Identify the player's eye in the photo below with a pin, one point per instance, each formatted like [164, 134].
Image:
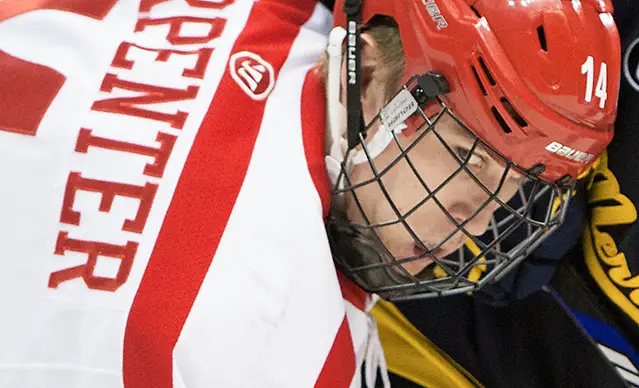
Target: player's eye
[473, 158]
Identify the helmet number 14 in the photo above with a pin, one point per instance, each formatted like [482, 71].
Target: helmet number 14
[588, 68]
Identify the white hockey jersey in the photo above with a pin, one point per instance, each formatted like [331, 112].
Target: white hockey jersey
[162, 191]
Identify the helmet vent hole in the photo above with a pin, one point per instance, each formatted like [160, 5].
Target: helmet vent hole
[481, 85]
[472, 7]
[500, 120]
[542, 38]
[487, 72]
[513, 113]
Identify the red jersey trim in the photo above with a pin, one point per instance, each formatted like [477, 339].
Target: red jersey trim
[313, 130]
[203, 201]
[340, 366]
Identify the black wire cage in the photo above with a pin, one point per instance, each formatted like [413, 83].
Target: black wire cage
[515, 229]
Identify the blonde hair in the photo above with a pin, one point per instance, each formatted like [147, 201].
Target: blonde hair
[385, 33]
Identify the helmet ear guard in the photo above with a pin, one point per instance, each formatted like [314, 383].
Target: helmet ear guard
[506, 109]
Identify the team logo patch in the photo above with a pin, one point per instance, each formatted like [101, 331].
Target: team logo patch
[631, 64]
[253, 74]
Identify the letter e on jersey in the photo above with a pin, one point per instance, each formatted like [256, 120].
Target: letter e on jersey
[253, 74]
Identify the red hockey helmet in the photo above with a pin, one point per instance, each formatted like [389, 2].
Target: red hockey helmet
[533, 81]
[536, 80]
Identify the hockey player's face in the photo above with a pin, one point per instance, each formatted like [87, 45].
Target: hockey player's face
[460, 197]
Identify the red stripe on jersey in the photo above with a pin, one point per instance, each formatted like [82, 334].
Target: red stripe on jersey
[339, 368]
[313, 130]
[352, 292]
[203, 201]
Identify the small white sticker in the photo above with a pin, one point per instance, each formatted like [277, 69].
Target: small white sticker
[401, 107]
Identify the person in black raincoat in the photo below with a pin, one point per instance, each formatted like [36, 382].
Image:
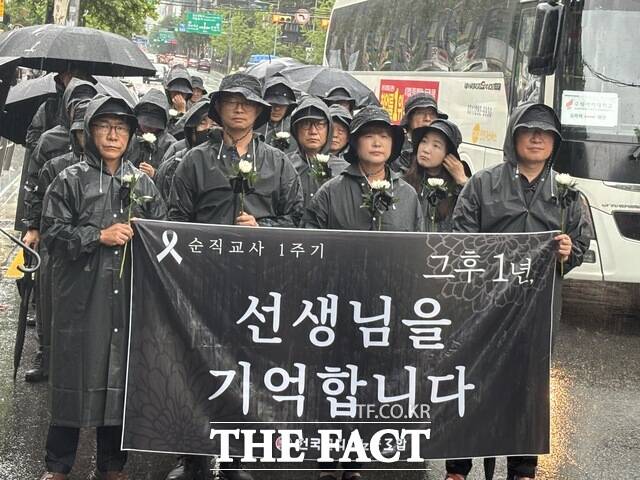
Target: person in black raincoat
[311, 128]
[202, 190]
[419, 111]
[199, 90]
[197, 128]
[48, 172]
[521, 195]
[84, 227]
[340, 96]
[341, 119]
[153, 139]
[279, 94]
[179, 90]
[374, 142]
[434, 146]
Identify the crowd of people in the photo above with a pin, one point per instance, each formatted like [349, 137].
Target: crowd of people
[315, 163]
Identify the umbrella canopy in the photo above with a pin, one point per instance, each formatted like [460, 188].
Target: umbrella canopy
[58, 48]
[26, 97]
[268, 68]
[318, 80]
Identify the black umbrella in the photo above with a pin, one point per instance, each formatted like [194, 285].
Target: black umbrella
[26, 97]
[318, 80]
[57, 48]
[25, 287]
[269, 68]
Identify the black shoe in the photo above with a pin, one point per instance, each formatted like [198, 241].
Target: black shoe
[39, 372]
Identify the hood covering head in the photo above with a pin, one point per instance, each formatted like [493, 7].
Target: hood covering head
[192, 119]
[178, 80]
[531, 115]
[99, 106]
[315, 109]
[341, 114]
[339, 94]
[76, 90]
[153, 110]
[420, 100]
[247, 86]
[196, 82]
[372, 115]
[447, 128]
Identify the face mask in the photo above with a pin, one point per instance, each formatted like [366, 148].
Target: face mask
[200, 137]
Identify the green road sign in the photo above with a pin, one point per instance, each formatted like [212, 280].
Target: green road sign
[204, 23]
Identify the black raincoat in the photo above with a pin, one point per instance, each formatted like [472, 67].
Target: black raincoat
[152, 153]
[311, 183]
[337, 205]
[89, 319]
[202, 193]
[493, 201]
[177, 151]
[53, 143]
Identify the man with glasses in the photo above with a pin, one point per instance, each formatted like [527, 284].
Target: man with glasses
[85, 228]
[311, 127]
[202, 191]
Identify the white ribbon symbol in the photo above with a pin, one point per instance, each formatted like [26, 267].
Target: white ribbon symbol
[170, 246]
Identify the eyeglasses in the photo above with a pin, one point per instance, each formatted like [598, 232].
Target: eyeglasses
[121, 129]
[317, 124]
[236, 102]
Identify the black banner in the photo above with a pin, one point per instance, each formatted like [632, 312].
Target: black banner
[281, 344]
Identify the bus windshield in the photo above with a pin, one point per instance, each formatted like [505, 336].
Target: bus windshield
[599, 96]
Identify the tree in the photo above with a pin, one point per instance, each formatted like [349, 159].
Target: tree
[124, 17]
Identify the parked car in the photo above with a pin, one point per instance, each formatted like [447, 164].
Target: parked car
[204, 65]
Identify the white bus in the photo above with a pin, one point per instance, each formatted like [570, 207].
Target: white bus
[474, 55]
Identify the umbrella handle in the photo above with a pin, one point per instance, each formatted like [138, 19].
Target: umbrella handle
[17, 241]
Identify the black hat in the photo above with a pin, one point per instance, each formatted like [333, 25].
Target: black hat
[341, 115]
[420, 100]
[339, 94]
[151, 116]
[447, 128]
[180, 85]
[539, 116]
[372, 115]
[247, 86]
[196, 82]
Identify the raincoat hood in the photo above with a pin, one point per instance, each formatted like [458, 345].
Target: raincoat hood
[178, 80]
[192, 119]
[531, 115]
[153, 110]
[373, 115]
[102, 105]
[76, 90]
[247, 86]
[447, 128]
[312, 107]
[420, 100]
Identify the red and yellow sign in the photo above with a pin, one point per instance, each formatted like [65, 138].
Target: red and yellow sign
[394, 93]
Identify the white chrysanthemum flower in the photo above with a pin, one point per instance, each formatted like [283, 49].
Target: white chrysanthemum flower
[149, 137]
[244, 166]
[565, 180]
[380, 185]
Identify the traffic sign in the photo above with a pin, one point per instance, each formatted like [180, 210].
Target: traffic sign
[204, 23]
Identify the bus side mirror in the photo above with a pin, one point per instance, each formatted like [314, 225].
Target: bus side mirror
[546, 38]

────────────────────────────────────────

** Do this **
Copy the listing above word for word, but leave out the pictures.

** Full answer **
Identify the player's eye in the photo below with a pin, one point per instance, each formatted like [164, 134].
Image:
Target: player's eye
[473, 158]
Identify the helmet number 14 in the photo above with a pin, one point per instance, each formatted like [482, 71].
Target: helmet number 14
[588, 68]
Identify the white hockey jersey in the photo above with a pin, one point per instance, each formatted like [331, 112].
Target: white hockey jersey
[162, 191]
Identify the helmet vent hole in the photo above with a pin, one point per instance, each formatted like [160, 5].
Target: helmet vent hole
[481, 85]
[472, 7]
[500, 120]
[542, 38]
[487, 72]
[513, 113]
Identify the red jersey trim in the photo above with a pin, one point per instance, each formatted like [477, 339].
Target: red jersey trim
[313, 130]
[203, 201]
[340, 366]
Identify the black wire cage in the photo above with a pin, one point per instance, each formatted like [413, 83].
Target: black wire cage
[515, 229]
Identify the blonde hair in the photo above with a pin, one point per instance, each formatted like [147, 201].
Target: blonde hair
[385, 33]
Identify the helmet ear guard in the photo above with a pin, one point per instance, each formatted like [314, 383].
Target: helmet ear guard
[506, 109]
Identify the team logo patch in the photo above with a pin, one point per instance, each formatted like [101, 331].
Target: team logo patch
[631, 64]
[253, 74]
Identify the letter e on jersey in the photo above with a pin, one point per instance, each formatted like [256, 120].
Target: letter e on jersey
[253, 74]
Identify the red hockey helmet in the photo above with a pin, one point per instance, each formatted like [389, 2].
Target: red hockey helmet
[533, 81]
[536, 80]
Identify the hockey player's face in the photo above with a pin, one point per instance, each formatted like [87, 45].
Target: hockey player's face
[460, 197]
Identify the red stripe on jersey in the photo above with a pin, one point per instance, each formatted like [82, 334].
Target: red stripe on jersey
[339, 368]
[313, 130]
[352, 292]
[203, 201]
Identify the small white sticker in the photo above with a pin, one point per instance, each formatted like [277, 69].
Target: small white sticker
[401, 107]
Identify the person in black raincoat in the photo below with a pin, one point per instance, each formatted like [36, 382].
Image:
Target: person in black raincoat
[311, 128]
[202, 190]
[419, 111]
[199, 90]
[197, 128]
[48, 172]
[521, 195]
[84, 227]
[340, 96]
[341, 119]
[153, 139]
[279, 94]
[179, 90]
[374, 142]
[434, 146]
Identify the crowd of people in the photo above with a pin, one point per instance, each formatted like [349, 137].
Target: crowd of people
[315, 163]
Identify the umbrella canopy in the photo above with a pin, one point per instance, each formatted like [460, 188].
Target: umbrella canopy
[58, 48]
[26, 97]
[268, 68]
[318, 80]
Identify the black umbrella in the photo above with a pin, one point per instance, each formatted like [194, 285].
Target: black umbrella
[26, 97]
[318, 80]
[57, 48]
[25, 287]
[269, 68]
Identify the black shoe in the photo above with a pin, one point per instance, each formatted like [198, 241].
Target: black shoe
[39, 372]
Identify the hood covering head in the photo above with a pin, one point per instance, each formatted like [493, 7].
Target: hood covering head
[192, 119]
[178, 80]
[531, 115]
[99, 106]
[315, 109]
[341, 114]
[339, 94]
[76, 90]
[153, 110]
[420, 100]
[247, 86]
[196, 82]
[372, 115]
[447, 128]
Identify the face mask in the photo above with a pin, one point per instance, each formatted like [366, 148].
Target: face mask
[200, 137]
Identify the green road sign in the photo above with a pin, one point per instance, each formatted like [212, 280].
Target: green road sign
[204, 23]
Identify the black raincoat in the photo above with a pin, one point per instance, each formatted like [472, 67].
Target: black raincoat
[152, 153]
[311, 183]
[337, 205]
[89, 319]
[202, 193]
[493, 201]
[177, 151]
[53, 143]
Identify the man with glasses in the photo above with a pin, one point per instance, each formatted like [527, 284].
Target: man with glasses
[85, 228]
[311, 127]
[202, 191]
Identify the white ribbon symbol in the photo above with a pin, one point per instance, each formatted like [26, 267].
Target: white ribbon symbol
[170, 246]
Identify the eyeglasses in the photo above with a pin, one point per instance, each formatted like [598, 232].
Target: eyeglasses
[121, 129]
[317, 124]
[236, 102]
Identify the black banner in the photo above with a pin, one point per instance, each formatted like [632, 312].
Target: black banner
[281, 344]
Identify the bus windshield in the photo above with a pin, one point per instance, each formatted like [505, 336].
Target: bus windshield
[599, 96]
Identify the tree in the photo above with a pin, one point per instance, each formatted like [349, 159].
Target: tree
[124, 17]
Identify the parked car in the photo above with a pin, one point per instance, each formatted like [447, 164].
Target: parked car
[204, 65]
Identify the white bus in the photo above with a pin, one point per instance, each formatted like [570, 207].
Target: white bus
[474, 55]
Identify the umbrella handle in the photo above with a pin, one point per instance, each formatted like [138, 19].
Target: umbrella handle
[17, 241]
Identify the black hat in the photo above with a pin, one point per instance, each formatted like [333, 25].
Target: black hat
[341, 115]
[420, 100]
[339, 94]
[151, 116]
[447, 128]
[180, 85]
[539, 116]
[372, 115]
[247, 86]
[196, 82]
Identify the raincoat hood in the photo above with a pin, one point per instance, each formatted like [458, 345].
Target: raincoat hood
[178, 80]
[192, 119]
[531, 115]
[153, 110]
[373, 115]
[102, 105]
[76, 90]
[247, 86]
[447, 128]
[312, 107]
[420, 100]
Identify the red and yellow sign in the photo above with a pin, one point per instance, each formatted like [65, 138].
Target: red and yellow sign
[394, 93]
Identify the white chrysanthemum flower in the photo above with a pin, one point per instance, each formatted like [283, 49].
Target: white chrysanthemum flower
[149, 137]
[244, 166]
[565, 180]
[380, 185]
Identify the traffic sign in the photo above with a pin, one point per instance, each formatted like [180, 210].
Target: traffic sign
[204, 23]
Identify the bus side mirror in the photo above with a pin, one point per instance, each formatted like [314, 225].
Target: bus side mirror
[546, 38]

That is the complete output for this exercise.